--- START Source records ---

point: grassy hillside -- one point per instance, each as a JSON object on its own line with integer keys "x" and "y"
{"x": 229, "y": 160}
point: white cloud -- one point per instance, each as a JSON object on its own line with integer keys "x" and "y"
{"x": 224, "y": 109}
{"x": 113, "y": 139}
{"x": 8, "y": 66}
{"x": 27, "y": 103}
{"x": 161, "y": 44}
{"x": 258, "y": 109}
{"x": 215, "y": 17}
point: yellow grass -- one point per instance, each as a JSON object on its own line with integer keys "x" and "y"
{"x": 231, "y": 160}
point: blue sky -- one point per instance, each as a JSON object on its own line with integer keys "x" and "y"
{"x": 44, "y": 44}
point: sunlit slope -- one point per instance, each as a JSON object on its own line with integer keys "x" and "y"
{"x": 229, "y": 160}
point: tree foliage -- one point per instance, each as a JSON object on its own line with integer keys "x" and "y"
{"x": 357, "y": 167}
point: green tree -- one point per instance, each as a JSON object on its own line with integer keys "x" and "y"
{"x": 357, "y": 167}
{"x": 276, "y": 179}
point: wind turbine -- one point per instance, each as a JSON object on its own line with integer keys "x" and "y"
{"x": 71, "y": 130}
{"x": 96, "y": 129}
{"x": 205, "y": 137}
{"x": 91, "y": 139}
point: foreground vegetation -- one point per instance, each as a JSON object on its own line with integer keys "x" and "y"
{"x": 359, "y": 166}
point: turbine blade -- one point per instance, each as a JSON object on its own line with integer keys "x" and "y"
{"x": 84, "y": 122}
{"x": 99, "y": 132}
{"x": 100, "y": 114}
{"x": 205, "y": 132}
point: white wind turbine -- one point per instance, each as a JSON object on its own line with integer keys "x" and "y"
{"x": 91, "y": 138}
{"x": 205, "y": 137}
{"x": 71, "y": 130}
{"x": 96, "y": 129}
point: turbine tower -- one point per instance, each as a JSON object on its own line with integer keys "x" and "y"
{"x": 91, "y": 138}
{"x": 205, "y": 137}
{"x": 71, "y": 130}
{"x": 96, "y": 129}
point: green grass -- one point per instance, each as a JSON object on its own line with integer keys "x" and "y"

--- END Source records ---

> [What you have to do]
Rewrite these records as a JSON list of strings with one string per line, leaving out blank lines.

> [Output for this exercise]
[
  "point: grassy hillside -- one point per instance, each as a JSON object on its own line with integer keys \"x\" and \"y\"",
  "{\"x\": 229, \"y\": 160}",
  "point: white cloud -- one point per instance, each as a JSON object on its own line with integer keys \"x\" and \"y\"",
  "{\"x\": 224, \"y\": 109}",
  "{\"x\": 113, \"y\": 139}",
  "{\"x\": 8, \"y\": 66}",
  "{\"x\": 27, \"y\": 103}",
  "{\"x\": 161, \"y\": 44}",
  "{\"x\": 258, \"y\": 109}",
  "{\"x\": 215, \"y\": 17}",
  "point: yellow grass -- one point per instance, each as a JSON object on its own line with integer keys \"x\" and \"y\"",
  "{\"x\": 231, \"y\": 160}",
  "point: blue sky -- one point per instance, each as a JSON object on its own line with integer keys \"x\" and \"y\"",
  "{\"x\": 44, \"y\": 44}",
  "point: sunlit slope -- one point per instance, each as a JSON object on its own line with integer keys \"x\" and \"y\"",
  "{\"x\": 229, \"y\": 160}",
  "point: tree foliage -- one point per instance, each as a JSON object on its own line with integer keys \"x\" and \"y\"",
  "{\"x\": 357, \"y\": 167}",
  "point: green tree -- one point per instance, each as a JSON object on its own line with integer keys \"x\" and \"y\"",
  "{\"x\": 357, \"y\": 167}",
  "{\"x\": 276, \"y\": 179}",
  "point: wind turbine -- one point per instance, each as a JSON object on its own line with integer keys \"x\" and \"y\"",
  "{\"x\": 71, \"y\": 130}",
  "{\"x\": 96, \"y\": 129}",
  "{\"x\": 205, \"y\": 137}",
  "{\"x\": 91, \"y\": 139}",
  "point: foreground vegetation -- one point per instance, each as a JSON object on its own line with integer keys \"x\" and \"y\"",
  "{\"x\": 359, \"y\": 166}",
  "point: turbine blade -- one point per instance, each as a JSON object on its own line with integer keys \"x\" and \"y\"",
  "{\"x\": 84, \"y\": 122}",
  "{\"x\": 99, \"y\": 132}",
  "{\"x\": 100, \"y\": 114}",
  "{\"x\": 205, \"y\": 132}",
  "point: white wind turbine -- one point per instance, each as a JSON object on its own line with integer keys \"x\" and \"y\"",
  "{\"x\": 91, \"y\": 138}",
  "{\"x\": 205, \"y\": 137}",
  "{\"x\": 71, \"y\": 130}",
  "{\"x\": 96, \"y\": 129}",
  "point: turbine tower -- one point per instance, each as a JSON object on its own line with integer keys \"x\" and \"y\"",
  "{\"x\": 91, \"y\": 138}",
  "{\"x\": 205, \"y\": 137}",
  "{\"x\": 71, \"y\": 130}",
  "{\"x\": 96, \"y\": 129}",
  "point: green grass -- one point per instance, each as a JSON object on its own line with integer keys \"x\" and \"y\""
]